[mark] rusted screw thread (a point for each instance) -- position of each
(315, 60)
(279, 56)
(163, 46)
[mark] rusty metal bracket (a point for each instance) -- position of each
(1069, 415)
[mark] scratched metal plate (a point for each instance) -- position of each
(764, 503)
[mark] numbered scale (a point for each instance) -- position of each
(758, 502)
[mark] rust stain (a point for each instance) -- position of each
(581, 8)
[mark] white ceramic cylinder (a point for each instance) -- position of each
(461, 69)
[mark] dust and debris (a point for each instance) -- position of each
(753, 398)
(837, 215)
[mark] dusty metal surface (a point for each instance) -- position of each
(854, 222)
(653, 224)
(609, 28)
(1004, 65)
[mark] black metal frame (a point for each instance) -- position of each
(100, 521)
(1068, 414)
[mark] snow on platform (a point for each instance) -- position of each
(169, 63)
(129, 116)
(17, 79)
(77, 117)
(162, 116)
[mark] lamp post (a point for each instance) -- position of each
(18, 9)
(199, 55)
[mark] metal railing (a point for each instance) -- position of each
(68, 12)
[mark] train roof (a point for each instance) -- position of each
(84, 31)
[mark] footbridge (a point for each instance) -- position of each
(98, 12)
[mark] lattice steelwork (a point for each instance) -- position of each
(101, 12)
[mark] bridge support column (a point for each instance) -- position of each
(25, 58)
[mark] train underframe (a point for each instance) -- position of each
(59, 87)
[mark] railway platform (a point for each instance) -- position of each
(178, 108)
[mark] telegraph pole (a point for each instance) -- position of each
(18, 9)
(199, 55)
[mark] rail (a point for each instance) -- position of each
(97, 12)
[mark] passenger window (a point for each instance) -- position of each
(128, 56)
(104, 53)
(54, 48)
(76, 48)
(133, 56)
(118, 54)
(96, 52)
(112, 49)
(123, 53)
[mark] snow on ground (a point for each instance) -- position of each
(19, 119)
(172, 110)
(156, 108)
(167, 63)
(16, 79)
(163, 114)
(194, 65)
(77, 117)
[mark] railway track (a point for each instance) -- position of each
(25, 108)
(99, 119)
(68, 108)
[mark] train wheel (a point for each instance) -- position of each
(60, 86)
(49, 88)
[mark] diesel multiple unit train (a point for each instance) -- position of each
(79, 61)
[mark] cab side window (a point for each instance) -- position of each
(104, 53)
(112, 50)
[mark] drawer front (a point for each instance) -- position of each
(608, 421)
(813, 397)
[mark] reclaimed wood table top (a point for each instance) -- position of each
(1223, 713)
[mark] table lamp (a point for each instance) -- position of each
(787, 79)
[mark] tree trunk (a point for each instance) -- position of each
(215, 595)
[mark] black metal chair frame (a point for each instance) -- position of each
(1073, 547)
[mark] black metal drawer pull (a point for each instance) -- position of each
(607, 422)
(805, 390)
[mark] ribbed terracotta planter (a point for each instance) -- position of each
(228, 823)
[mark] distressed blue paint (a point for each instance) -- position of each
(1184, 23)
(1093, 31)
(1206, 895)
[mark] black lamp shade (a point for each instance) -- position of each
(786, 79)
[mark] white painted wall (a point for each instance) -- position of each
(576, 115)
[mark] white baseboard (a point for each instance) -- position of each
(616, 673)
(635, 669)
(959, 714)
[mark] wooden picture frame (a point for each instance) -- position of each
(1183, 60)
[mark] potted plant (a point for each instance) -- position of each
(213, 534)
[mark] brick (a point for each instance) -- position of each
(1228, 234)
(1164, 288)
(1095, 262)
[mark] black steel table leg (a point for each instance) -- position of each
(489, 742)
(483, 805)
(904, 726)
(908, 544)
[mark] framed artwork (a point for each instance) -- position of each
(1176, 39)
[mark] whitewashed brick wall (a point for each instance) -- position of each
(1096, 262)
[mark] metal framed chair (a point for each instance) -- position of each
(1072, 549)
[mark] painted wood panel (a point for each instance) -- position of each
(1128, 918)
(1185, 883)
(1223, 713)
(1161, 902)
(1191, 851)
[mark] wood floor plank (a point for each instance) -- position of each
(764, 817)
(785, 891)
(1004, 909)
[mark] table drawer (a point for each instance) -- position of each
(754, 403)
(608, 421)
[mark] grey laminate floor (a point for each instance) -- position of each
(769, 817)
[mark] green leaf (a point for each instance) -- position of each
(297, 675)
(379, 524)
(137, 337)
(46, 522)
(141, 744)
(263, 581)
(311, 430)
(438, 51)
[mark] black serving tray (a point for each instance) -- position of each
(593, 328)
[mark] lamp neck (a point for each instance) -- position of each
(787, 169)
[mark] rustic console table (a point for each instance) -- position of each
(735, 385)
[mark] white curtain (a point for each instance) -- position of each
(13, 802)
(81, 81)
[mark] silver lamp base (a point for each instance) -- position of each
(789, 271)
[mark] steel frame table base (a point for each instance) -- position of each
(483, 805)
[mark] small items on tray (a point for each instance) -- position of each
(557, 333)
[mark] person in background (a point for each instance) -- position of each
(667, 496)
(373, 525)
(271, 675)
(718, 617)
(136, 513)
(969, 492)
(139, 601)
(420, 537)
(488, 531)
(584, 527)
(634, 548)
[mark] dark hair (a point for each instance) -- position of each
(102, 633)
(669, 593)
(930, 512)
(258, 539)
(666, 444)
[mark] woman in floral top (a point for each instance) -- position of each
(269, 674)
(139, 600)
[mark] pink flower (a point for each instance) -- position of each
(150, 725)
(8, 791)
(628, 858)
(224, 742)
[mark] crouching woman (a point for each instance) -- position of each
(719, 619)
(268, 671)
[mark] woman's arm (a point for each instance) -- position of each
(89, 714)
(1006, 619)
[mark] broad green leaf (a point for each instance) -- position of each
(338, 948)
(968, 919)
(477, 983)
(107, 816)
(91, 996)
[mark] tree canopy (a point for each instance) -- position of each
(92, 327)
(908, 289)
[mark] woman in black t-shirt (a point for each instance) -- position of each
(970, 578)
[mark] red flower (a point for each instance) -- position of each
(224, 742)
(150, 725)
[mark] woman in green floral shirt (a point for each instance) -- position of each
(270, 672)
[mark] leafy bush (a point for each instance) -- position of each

────────

__What this task involves__.
Quote each line of the data above exactly as written.

__Output__.
[mark] rusted screw thread (a point for each instance) -- position of each
(315, 60)
(279, 56)
(163, 46)
[mark] rusty metal bracket (a point for each instance) -- position of each
(1069, 415)
[mark] scratched metal plate (a point for each instance) -- position of each
(764, 503)
[mark] numbered scale (a point for each instance) -- position of each
(758, 502)
[mark] rust stain (a point for each instance) -- position of each
(581, 8)
[mark] white ceramic cylinder (a point for each instance) -- position of each
(461, 69)
[mark] dust and debris (a point for each instance) -- position of each
(753, 398)
(837, 215)
[mark] dusty metal surface (a point for each instance) -- position of each
(854, 222)
(653, 224)
(609, 28)
(1004, 65)
[mark] black metal frame (a point for each instance) -- position of each
(100, 521)
(1068, 414)
[mark] snow on platform (a point for each instance) -- position of each
(169, 63)
(129, 116)
(17, 79)
(77, 117)
(162, 116)
[mark] lamp post (a point for each instance) -- position of each
(18, 9)
(199, 55)
[mark] metal railing (a point for each instance) -- position of each
(68, 12)
[mark] train roof (a point for each instance) -- position of each
(84, 31)
[mark] footbridge (a point for each instance) -- position of each
(98, 12)
[mark] lattice steelwork (a point for each instance) -- position of each
(101, 12)
[mark] bridge support column (a point for each instance) -- position of each
(25, 58)
[mark] train underframe (a point for each instance) -- position of each
(59, 87)
[mark] railway platform (a point for each instance) -- position of each
(178, 108)
[mark] telegraph pole (a point for each instance) -- position of each
(18, 9)
(199, 55)
[mark] rail (a point for each instance) -- position of each
(97, 12)
[mark] passenger window (a point for each instance) -- position of each
(128, 56)
(104, 53)
(54, 48)
(76, 48)
(133, 56)
(118, 54)
(96, 52)
(112, 49)
(123, 53)
[mark] snow on ground (a point for each instance) -- position of each
(19, 119)
(172, 110)
(156, 108)
(167, 63)
(16, 79)
(163, 114)
(194, 65)
(77, 117)
[mark] railway track (a point for each instance) -- position of each
(25, 108)
(99, 119)
(68, 108)
[mark] train wheel (a point for each instance) -- position of each
(60, 86)
(49, 88)
[mark] diesel multiple unit train (a point for each instance) -- position of each
(79, 61)
[mark] cab side window (a point for each instance) -- position of each
(104, 53)
(112, 50)
[mark] drawer front (a point for each instance) -- position of each
(608, 421)
(813, 397)
[mark] reclaimed wood table top (a point for each instance) -- position of each
(1223, 713)
[mark] table lamp (a point for each instance) -- position of each
(787, 79)
[mark] tree trunk (a point for each instance) -- position of each
(215, 595)
[mark] black metal chair frame (a point for each instance) -- position of each
(1073, 547)
[mark] black metal drawer pull (a point for each instance) -- position of each
(607, 422)
(805, 390)
[mark] ribbed terracotta planter (a point for each instance) -- position of each
(228, 823)
[mark] distressed blue paint (a point for each instance) -- position of each
(1184, 23)
(1093, 31)
(1206, 895)
[mark] black lamp shade (a point for each instance) -- position of each
(786, 79)
[mark] white painted wall (a point for each instance) -- position of each
(576, 115)
[mark] white baseboard (a point for each instance) -- position of each
(616, 673)
(635, 669)
(959, 714)
[mark] wooden picture frame (a point for each instance) -- position of each
(1183, 60)
[mark] potted plant (a point for each instance) -- position of each
(213, 534)
[mark] brick (a point for each instance) -- position of each
(1228, 234)
(1164, 288)
(1095, 262)
[mark] black steel table leg (a point for each instance) -- position of each
(489, 742)
(483, 805)
(904, 726)
(908, 544)
[mark] framed artwork (a point for each instance) -- position of each
(1176, 39)
[mark] whitewashed brick wall (a point for each instance) -- position of each
(1096, 262)
[mark] metal framed chair (a point for each instance) -- position of each
(1072, 549)
[mark] painted wood panel (a point for each instance) -- position of each
(1128, 918)
(1185, 883)
(1223, 713)
(1161, 902)
(1191, 851)
[mark] wood floor plank (a point for each instance) -- position of each
(764, 817)
(785, 891)
(1004, 909)
[mark] table drawer (a point for each instance) -- position of each
(754, 403)
(608, 421)
[mark] grey laminate floor (a point for each instance) -- position of each
(769, 817)
[mark] green leaf (a point for each instance) -- position of each
(297, 675)
(379, 524)
(137, 337)
(46, 522)
(141, 744)
(263, 581)
(311, 430)
(438, 51)
[mark] black serving tray (a point for each instance) -- position of each
(593, 328)
[mark] lamp neck (a point for each instance) -- position of each
(787, 169)
[mark] rustic console table (a point for each instance) -- position of each
(735, 385)
[mark] white curtain (a point for each instance) -- position of each
(13, 802)
(81, 81)
[mark] silver lamp base (a point for each instance) -- position of each
(789, 271)
[mark] steel frame table base (a point for each instance) -- position of each
(483, 805)
[mark] small items on tray (a point for each instance) -- position of each
(557, 333)
[mark] person in background (a point for each instance) -- position of each
(667, 496)
(373, 525)
(271, 675)
(718, 617)
(136, 513)
(969, 492)
(139, 601)
(420, 537)
(488, 531)
(584, 527)
(634, 548)
[mark] dark hair (a point for each instance) -- position of each
(102, 633)
(669, 593)
(930, 512)
(258, 539)
(666, 444)
[mark] woman in floral top (a point for each instance) -- position of each
(269, 674)
(139, 600)
[mark] pink flower (a point for each instance) -- position of each
(150, 725)
(8, 791)
(628, 858)
(224, 742)
[mark] crouching woman (a point for each instance) -- position of each
(719, 619)
(268, 671)
[mark] woman's arm (a point for each instance) -- position of each
(89, 714)
(1006, 619)
[mark] broad green leaf (a point for each instance) -- position of each
(338, 948)
(968, 919)
(477, 983)
(107, 816)
(91, 996)
[mark] tree canopy (a point for each instance) -- position of each
(92, 327)
(908, 289)
[mark] woman in black t-shirt (a point for each instance) -- position of each
(970, 578)
[mark] red flower (a point for each instance) -- position of each
(224, 742)
(150, 725)
[mark] woman in green floral shirt (a point for each instance) -- position of each
(270, 672)
[mark] leafy bush (a point for each instance) -- position of each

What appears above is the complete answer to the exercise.